• [INPUT ROWS]

———

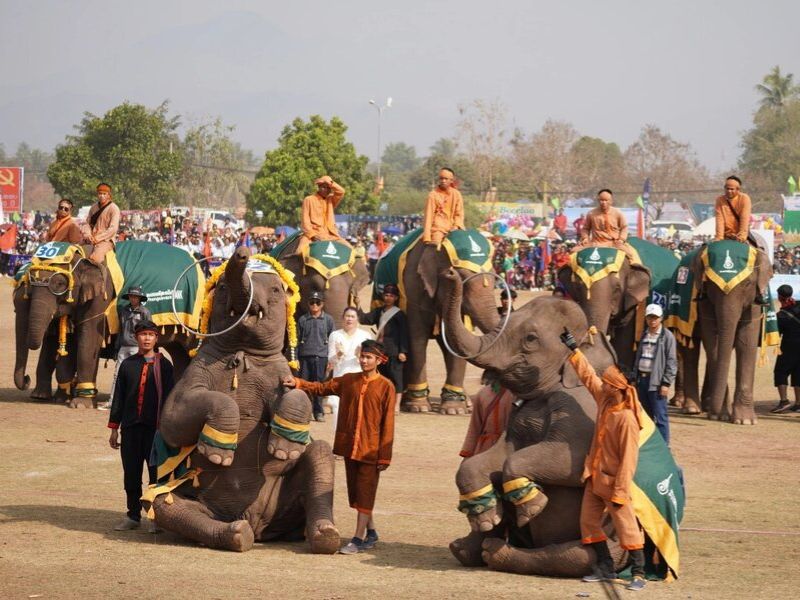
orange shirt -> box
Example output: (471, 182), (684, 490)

———

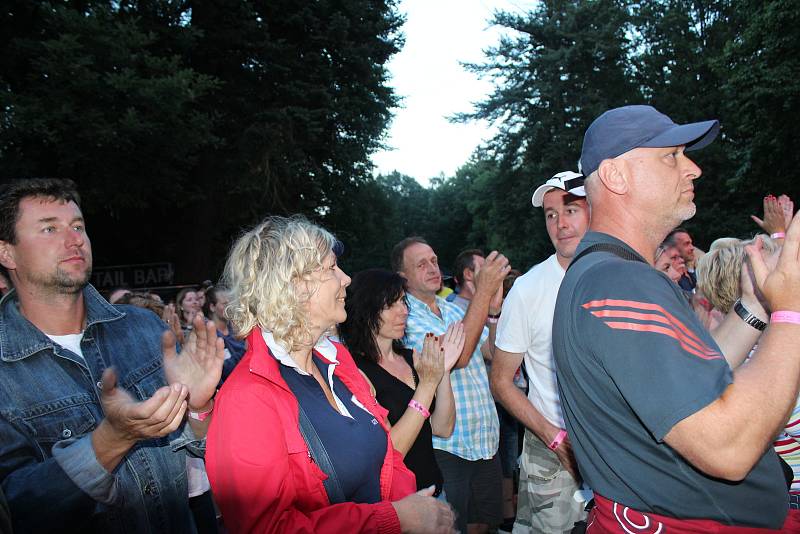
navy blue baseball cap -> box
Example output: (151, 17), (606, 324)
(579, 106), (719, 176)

———

Please tally the lines of the listing above that contain the string "Example", and reply with the number alone.

2